What this task involves: Take the line containing "# point at: mountain (one per instance)" and all lines after it to the end of the records, and output them exactly.

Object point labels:

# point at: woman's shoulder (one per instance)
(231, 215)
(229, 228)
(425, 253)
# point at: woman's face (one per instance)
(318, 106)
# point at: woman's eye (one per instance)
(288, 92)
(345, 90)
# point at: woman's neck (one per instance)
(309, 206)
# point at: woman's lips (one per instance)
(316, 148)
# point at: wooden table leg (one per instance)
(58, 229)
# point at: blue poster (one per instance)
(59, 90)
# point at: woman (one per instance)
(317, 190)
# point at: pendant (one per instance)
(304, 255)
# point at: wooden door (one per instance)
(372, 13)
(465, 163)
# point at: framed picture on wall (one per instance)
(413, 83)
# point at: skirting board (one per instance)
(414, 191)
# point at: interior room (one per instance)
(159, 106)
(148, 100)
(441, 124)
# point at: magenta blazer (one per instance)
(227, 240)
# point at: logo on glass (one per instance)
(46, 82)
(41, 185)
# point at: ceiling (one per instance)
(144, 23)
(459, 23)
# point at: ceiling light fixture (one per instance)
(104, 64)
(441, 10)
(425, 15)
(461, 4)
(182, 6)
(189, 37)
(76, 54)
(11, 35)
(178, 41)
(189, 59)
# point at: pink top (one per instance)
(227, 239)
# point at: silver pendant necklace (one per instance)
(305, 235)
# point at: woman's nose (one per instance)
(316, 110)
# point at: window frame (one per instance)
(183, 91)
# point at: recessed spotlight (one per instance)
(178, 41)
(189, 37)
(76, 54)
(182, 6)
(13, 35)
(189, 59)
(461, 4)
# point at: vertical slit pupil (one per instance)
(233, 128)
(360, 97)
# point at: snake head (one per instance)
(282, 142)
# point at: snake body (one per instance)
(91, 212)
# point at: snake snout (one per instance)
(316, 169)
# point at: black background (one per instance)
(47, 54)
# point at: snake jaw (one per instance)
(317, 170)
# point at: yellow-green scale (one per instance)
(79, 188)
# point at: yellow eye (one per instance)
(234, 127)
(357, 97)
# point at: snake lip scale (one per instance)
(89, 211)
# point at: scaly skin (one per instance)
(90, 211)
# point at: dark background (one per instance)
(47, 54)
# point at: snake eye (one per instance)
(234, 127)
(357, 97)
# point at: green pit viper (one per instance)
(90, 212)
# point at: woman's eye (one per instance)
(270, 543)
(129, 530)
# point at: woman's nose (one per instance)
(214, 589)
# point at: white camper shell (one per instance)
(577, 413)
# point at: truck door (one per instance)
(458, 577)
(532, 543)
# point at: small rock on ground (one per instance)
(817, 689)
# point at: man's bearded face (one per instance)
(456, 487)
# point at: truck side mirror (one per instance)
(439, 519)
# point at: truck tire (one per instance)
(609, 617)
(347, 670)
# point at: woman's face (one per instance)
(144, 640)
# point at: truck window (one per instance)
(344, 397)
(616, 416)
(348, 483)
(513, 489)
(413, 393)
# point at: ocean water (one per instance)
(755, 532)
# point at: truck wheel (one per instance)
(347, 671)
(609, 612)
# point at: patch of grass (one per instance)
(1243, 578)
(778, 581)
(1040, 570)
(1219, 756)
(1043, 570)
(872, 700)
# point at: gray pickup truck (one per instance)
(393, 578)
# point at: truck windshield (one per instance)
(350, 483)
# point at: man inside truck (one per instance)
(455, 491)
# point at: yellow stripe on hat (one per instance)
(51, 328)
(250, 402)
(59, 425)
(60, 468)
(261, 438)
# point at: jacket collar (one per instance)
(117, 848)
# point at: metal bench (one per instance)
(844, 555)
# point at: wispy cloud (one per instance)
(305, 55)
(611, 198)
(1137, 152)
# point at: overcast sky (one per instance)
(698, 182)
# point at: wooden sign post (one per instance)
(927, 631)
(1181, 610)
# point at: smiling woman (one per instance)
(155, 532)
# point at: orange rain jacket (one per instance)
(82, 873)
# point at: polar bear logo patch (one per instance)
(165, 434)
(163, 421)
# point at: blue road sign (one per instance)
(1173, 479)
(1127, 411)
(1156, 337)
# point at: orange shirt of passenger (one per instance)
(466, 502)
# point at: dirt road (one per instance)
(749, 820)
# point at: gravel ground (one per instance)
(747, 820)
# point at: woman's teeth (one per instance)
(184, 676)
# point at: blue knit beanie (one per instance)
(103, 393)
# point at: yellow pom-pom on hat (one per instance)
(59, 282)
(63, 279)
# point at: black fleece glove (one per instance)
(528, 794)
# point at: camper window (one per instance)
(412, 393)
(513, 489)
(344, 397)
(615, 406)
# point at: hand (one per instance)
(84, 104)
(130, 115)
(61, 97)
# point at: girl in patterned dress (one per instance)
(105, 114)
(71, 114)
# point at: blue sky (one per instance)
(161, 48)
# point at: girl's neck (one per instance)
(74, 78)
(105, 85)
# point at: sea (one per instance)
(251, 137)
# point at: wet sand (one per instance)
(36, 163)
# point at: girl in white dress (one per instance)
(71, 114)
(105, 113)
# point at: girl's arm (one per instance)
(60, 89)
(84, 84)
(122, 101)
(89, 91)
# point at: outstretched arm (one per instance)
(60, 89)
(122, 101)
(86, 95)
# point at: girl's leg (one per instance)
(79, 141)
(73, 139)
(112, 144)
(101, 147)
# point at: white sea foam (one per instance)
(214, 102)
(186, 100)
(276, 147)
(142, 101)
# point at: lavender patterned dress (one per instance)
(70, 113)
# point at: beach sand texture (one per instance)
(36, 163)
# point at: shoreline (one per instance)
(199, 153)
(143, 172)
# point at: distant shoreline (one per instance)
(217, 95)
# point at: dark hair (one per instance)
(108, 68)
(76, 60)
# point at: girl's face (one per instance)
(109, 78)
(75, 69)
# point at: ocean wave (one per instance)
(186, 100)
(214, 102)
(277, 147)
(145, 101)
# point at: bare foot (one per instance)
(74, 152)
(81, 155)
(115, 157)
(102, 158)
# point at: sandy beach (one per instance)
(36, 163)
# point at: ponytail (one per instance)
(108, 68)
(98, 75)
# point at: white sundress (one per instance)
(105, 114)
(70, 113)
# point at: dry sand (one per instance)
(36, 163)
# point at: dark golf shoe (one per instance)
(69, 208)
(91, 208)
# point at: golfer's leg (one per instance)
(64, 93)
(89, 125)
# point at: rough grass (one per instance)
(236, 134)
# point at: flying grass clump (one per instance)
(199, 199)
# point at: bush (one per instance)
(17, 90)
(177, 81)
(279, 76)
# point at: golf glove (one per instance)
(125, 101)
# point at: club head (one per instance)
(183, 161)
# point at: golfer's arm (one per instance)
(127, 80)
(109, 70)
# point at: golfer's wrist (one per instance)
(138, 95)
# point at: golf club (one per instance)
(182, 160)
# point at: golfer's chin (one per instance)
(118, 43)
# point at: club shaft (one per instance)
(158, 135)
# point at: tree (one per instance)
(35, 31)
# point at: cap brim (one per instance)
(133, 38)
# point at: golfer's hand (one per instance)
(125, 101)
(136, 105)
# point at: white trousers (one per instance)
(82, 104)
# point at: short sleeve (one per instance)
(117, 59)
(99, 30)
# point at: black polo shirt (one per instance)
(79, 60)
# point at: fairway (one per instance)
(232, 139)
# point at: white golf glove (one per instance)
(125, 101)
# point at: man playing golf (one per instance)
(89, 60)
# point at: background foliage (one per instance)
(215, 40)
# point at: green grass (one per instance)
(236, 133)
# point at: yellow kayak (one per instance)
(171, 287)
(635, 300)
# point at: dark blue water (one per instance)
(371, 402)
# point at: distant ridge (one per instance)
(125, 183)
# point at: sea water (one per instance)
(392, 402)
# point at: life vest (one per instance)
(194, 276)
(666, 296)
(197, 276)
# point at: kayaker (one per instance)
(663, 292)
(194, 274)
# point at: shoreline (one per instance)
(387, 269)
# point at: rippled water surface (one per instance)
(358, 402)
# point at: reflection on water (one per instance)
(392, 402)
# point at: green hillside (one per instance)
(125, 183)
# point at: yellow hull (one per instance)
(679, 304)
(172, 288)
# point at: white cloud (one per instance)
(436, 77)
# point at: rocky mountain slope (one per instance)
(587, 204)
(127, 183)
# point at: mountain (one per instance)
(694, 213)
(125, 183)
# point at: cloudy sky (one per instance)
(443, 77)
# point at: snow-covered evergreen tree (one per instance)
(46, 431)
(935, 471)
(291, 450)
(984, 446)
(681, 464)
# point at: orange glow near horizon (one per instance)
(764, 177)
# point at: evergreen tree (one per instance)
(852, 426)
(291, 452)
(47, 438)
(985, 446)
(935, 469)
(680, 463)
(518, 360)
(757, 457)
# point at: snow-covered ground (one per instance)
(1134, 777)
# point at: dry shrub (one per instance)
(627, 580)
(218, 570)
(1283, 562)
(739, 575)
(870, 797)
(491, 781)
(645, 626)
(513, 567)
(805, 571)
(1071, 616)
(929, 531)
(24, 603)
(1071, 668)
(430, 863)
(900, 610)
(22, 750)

Exercise output:
# point at: mountain (one per instance)
(694, 213)
(125, 183)
# point at: cloudy sky (one per instance)
(443, 77)
# point at: snow-covered evergreen tree (one per instance)
(46, 431)
(935, 471)
(291, 450)
(984, 446)
(681, 464)
# point at: orange glow near horizon (one per instance)
(764, 177)
# point at: evergreen tree (one per instance)
(852, 426)
(291, 452)
(47, 438)
(985, 446)
(935, 469)
(680, 463)
(518, 360)
(757, 457)
# point at: snow-covered ground (one per instance)
(1134, 777)
# point at: dry shrub (one per instance)
(627, 580)
(218, 570)
(1283, 562)
(739, 575)
(870, 797)
(491, 781)
(645, 626)
(513, 567)
(805, 571)
(1071, 616)
(929, 531)
(24, 603)
(1071, 668)
(430, 863)
(900, 610)
(22, 750)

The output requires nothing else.